-- The data --

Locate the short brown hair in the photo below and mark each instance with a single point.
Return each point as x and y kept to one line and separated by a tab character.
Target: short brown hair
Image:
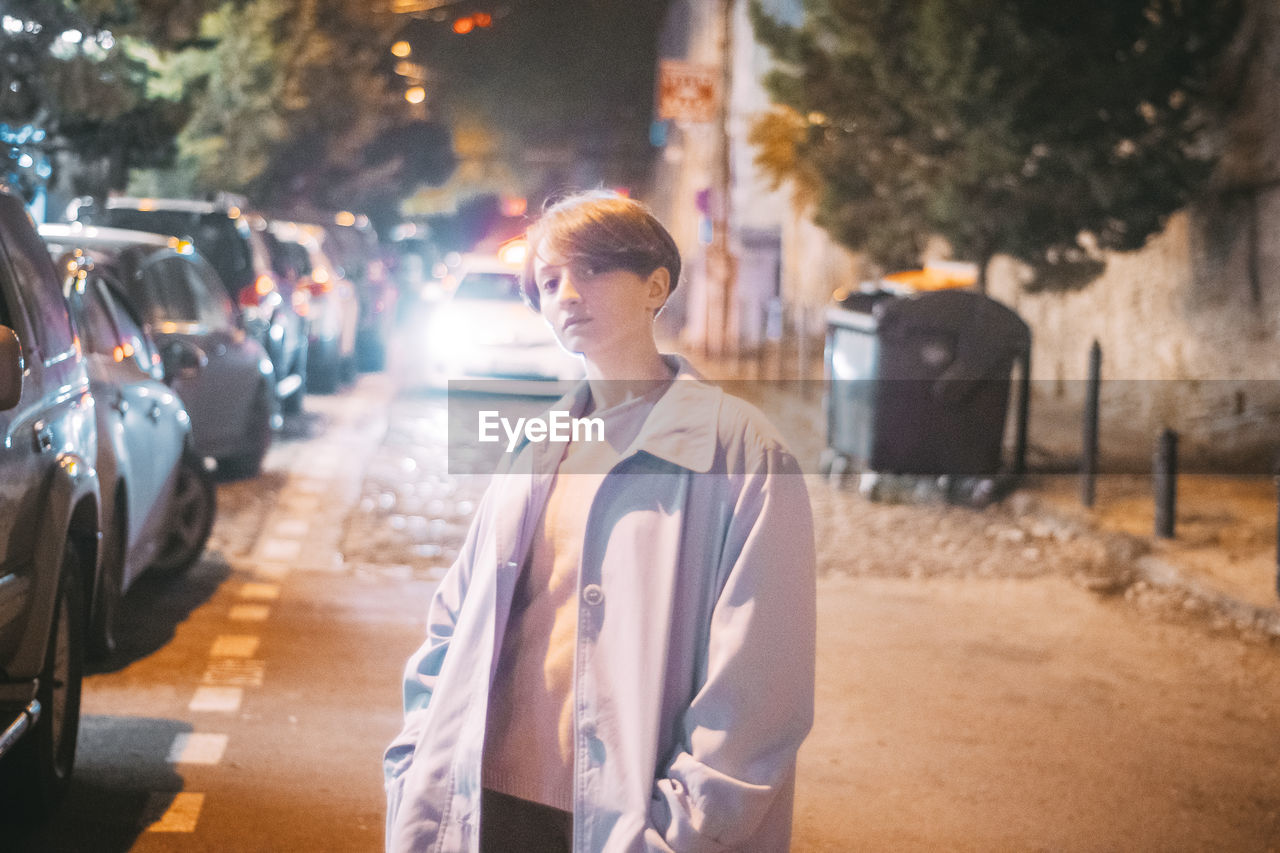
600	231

---

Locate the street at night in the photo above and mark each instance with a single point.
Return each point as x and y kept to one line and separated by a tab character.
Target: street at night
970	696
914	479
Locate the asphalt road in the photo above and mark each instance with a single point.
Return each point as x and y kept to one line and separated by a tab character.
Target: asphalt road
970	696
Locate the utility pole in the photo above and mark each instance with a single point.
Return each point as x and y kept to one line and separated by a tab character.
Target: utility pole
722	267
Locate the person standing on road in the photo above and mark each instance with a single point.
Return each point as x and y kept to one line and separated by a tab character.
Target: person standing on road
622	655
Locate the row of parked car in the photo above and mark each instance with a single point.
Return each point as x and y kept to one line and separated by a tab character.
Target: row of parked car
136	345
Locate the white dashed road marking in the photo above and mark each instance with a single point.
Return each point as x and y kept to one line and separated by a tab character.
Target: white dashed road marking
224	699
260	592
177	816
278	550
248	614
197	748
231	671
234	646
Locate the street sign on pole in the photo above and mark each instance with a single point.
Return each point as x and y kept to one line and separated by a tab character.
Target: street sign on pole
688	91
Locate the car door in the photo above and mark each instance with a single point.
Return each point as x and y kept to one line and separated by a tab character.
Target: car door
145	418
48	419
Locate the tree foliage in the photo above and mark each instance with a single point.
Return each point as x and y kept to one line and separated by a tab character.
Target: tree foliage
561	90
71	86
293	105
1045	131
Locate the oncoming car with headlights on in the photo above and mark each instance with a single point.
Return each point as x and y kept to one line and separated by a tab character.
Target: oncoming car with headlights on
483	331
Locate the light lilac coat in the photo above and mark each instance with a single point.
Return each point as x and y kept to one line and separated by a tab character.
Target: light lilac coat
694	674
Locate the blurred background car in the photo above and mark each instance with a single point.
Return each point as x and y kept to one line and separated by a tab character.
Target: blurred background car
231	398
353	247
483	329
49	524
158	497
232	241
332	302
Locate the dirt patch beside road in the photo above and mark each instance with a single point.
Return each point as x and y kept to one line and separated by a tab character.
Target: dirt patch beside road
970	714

-- Given problem --
Pull out every line above that contains the word "beside", copying each one unchanged.

-- Solution for this problem --
Locate the dirt patch beside road in the photo above and mark each instance with a single point.
Target: dirt patch beside road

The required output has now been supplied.